▶ Verilen Metin:
+---+

26 Haziran 2024

90’lardan bu yana TTB’de ilk kez sol cephe kaybetme olasılığı ile karşı karşıya

Sol ve demokratik hekimler bu kez iki ayrı listeyle seçime gidiyor, müzakere kapıları kapatılmadı

Türk Tabipleri Birliği

Türkiye’de halk sağlığından çevre sorunlarına, Kürt meselesi de dahil savaş politikalarından göçmen meselesine, iş cinayetlerinden insan, çocuk, kadın, LGBTİ+ ve hayvan haklarına kadar pek çok başlıkta demokratik değerleri savunan meslek odaları için çanlar çalıyor…

15 Temmuz darbe girişimi sonrası çok sayıda sivil toplum örgütü, dernek ciddi yara aldı, kapatıldı, baskı altına alındı. Kamu kuruluşu statüsündeki meslek odalarındaki son seçimler de bölünerek azalan solun hal-i pür melali gibi…

Hatırlayacaksınız Çevre Mühendisleri Odası, Mimarlar Odası Ankara Şubesi ile Elektrik Mühendisleri Odası Ankara Şubesi seçimlerinde AKP/MHP destekli listeler seçimi kazanmıştı. Ankara Mimarlar Odası Ankara Şubesi seçimlerinde sosyal demokratlarla daha solda yer alan üyeler ayrı listelerle seçime girince AKP ve MHP’lilerin turuncu listesi aradan sıyrılmıştı.

+---+

▶ Görev Girdileri:

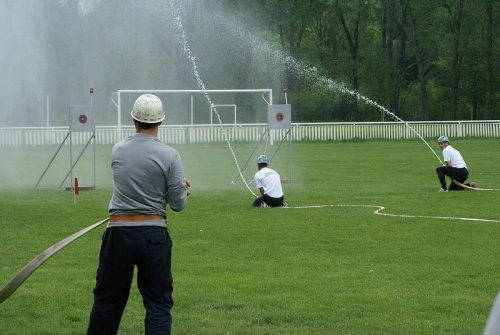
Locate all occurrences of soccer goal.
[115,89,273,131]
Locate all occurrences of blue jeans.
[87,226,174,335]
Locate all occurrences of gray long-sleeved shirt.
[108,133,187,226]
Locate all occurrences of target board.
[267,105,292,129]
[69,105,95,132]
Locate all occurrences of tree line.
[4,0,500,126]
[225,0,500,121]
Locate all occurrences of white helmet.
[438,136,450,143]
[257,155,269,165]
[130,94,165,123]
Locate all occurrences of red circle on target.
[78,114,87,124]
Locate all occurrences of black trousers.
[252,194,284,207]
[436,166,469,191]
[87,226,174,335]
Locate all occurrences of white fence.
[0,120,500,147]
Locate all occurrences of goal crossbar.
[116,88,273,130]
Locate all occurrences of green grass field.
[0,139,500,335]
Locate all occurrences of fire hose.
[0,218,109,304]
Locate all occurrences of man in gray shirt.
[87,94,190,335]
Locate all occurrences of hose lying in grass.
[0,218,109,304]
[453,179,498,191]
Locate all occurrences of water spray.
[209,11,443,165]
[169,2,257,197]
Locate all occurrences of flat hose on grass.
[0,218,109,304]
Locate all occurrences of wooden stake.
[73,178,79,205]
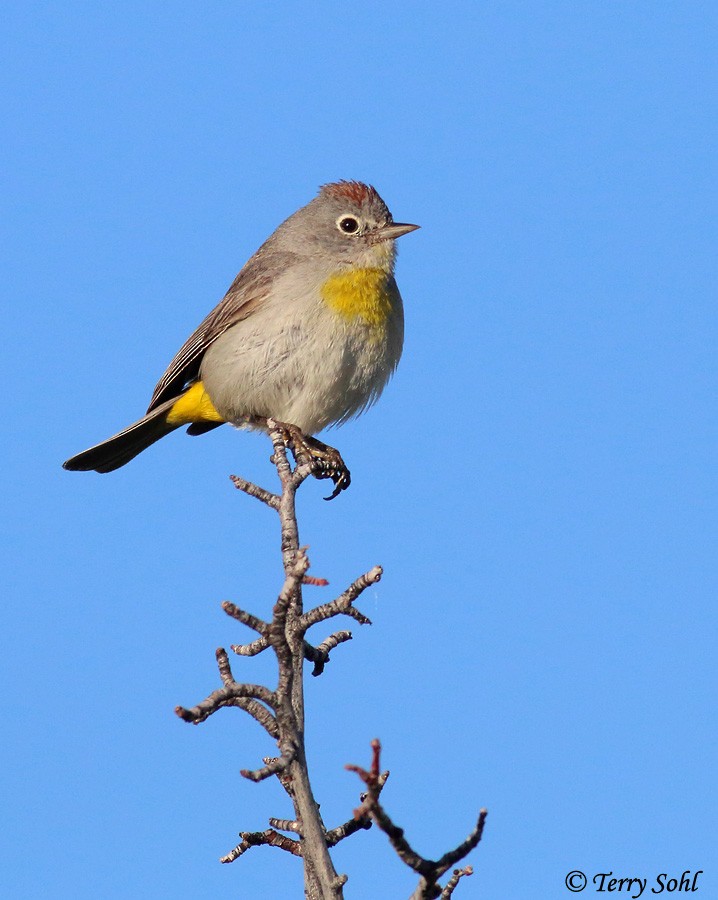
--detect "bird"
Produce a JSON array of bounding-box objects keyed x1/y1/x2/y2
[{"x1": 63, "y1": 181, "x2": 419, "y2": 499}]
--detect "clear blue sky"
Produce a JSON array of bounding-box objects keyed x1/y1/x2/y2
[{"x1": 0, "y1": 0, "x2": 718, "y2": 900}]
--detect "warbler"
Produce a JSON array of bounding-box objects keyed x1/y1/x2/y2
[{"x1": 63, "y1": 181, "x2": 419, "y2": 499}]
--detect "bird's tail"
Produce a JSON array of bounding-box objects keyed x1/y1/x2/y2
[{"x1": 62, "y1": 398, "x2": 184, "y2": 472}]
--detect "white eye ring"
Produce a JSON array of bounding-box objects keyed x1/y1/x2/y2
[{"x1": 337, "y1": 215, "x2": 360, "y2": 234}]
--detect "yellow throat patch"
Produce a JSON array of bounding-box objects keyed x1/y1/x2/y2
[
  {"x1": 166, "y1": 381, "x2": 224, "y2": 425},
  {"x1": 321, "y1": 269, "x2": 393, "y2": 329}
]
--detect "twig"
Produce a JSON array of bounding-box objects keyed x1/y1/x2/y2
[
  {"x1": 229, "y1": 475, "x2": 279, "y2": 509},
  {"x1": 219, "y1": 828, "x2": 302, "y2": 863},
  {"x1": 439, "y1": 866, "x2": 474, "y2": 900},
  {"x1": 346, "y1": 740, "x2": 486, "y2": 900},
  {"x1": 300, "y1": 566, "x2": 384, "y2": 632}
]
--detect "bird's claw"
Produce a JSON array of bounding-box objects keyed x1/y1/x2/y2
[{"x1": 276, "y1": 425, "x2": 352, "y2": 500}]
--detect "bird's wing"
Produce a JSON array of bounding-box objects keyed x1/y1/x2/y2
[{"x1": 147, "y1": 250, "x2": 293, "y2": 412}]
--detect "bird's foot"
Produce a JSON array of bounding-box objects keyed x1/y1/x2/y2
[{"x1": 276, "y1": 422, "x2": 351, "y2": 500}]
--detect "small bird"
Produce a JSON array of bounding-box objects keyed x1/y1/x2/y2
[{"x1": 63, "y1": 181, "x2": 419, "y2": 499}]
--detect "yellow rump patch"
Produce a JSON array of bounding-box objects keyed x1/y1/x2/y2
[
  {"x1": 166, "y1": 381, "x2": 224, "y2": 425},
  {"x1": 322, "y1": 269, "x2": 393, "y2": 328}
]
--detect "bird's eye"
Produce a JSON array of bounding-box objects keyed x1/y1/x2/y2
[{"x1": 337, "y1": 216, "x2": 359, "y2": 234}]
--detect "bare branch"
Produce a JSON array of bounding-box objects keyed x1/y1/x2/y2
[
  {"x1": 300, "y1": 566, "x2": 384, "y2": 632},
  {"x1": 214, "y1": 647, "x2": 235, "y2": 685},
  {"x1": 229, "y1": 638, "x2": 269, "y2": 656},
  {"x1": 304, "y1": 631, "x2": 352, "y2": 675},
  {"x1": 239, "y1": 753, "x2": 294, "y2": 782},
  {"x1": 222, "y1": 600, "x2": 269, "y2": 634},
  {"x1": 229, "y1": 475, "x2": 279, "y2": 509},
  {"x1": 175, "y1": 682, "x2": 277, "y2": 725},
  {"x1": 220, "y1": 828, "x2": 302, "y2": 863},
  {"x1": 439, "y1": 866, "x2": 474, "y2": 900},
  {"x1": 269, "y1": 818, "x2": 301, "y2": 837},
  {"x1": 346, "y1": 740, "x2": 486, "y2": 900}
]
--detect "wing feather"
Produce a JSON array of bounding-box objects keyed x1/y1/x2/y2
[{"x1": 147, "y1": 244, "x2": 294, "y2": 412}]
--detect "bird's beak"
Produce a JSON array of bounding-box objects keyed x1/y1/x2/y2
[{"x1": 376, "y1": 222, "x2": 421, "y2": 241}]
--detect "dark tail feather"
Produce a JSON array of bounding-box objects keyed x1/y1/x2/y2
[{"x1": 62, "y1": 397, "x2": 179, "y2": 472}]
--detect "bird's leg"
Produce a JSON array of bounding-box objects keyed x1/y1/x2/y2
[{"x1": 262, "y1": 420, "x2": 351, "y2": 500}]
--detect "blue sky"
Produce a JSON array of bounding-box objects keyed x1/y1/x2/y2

+---+

▶ Alıştırma Bölümleri:
1) Satırlardan "shirt" sözcüğünü içerenlerin hepsini aynen göster.
2) Meslek odası seçimleri yazısını lütfen son cümlesinden sonrasıyla sürdür.

▶ Yanıt Olarak:
1)
Locate all occurrences of gray long-sleeved shirt.
Locate all occurrences of man in gray shirt.

2)
Uzun süredir iktidarın hedefinde olan Türk Tabipleri Birliği de hafta sonu Ankara’da Merkez Konseyi’ni seçecek. 28-30 Haziran'da yapılacak 76. Büyük Kongresi’nde öncesi sol cephe 90’lardan bu yana ilk kez seçimleri kaybetme olasılığı ile karşı karşıya. Zira iki ayrı sol listeyle seçimlere gidilecek. İki ayrı ekip derken biraz ete kemiğe büründürelim. 90’lardan bu yana köklü bir TTB geçmişi olan Etkin Demokratik TTB ekibi ile bu ekip içinde yıllarca yer almış ancak son yıllardaki tartışmalarla politik bir ayrışmaya giden Tabip Odaları İnisiyatifi ekibi iki ayrı liste ile seçime gidecek gibi görünüyor.   Müzakere kapıları kapanmış değil. Zaten İnisiyatif grubunun TTB Merkez Konseyi adayları arasında yer alan, eski Sağlık Bakanlığı Koronavirüs Bilim Kurulu üyesi Prof. Alpay Azap da “oyların bölüneceği” yönündeki eleştirilerle ilgili “Son ana kadar birlikte ortak listeyi oluşturabilme arzumuz devam edecek” dedi.

Aynı arzu Etkin Demokratik TTB ekibinde de var. Cumartesi gününe kadar her şey mümkün… Ancak ayrışmanın ardında neler yatıyor?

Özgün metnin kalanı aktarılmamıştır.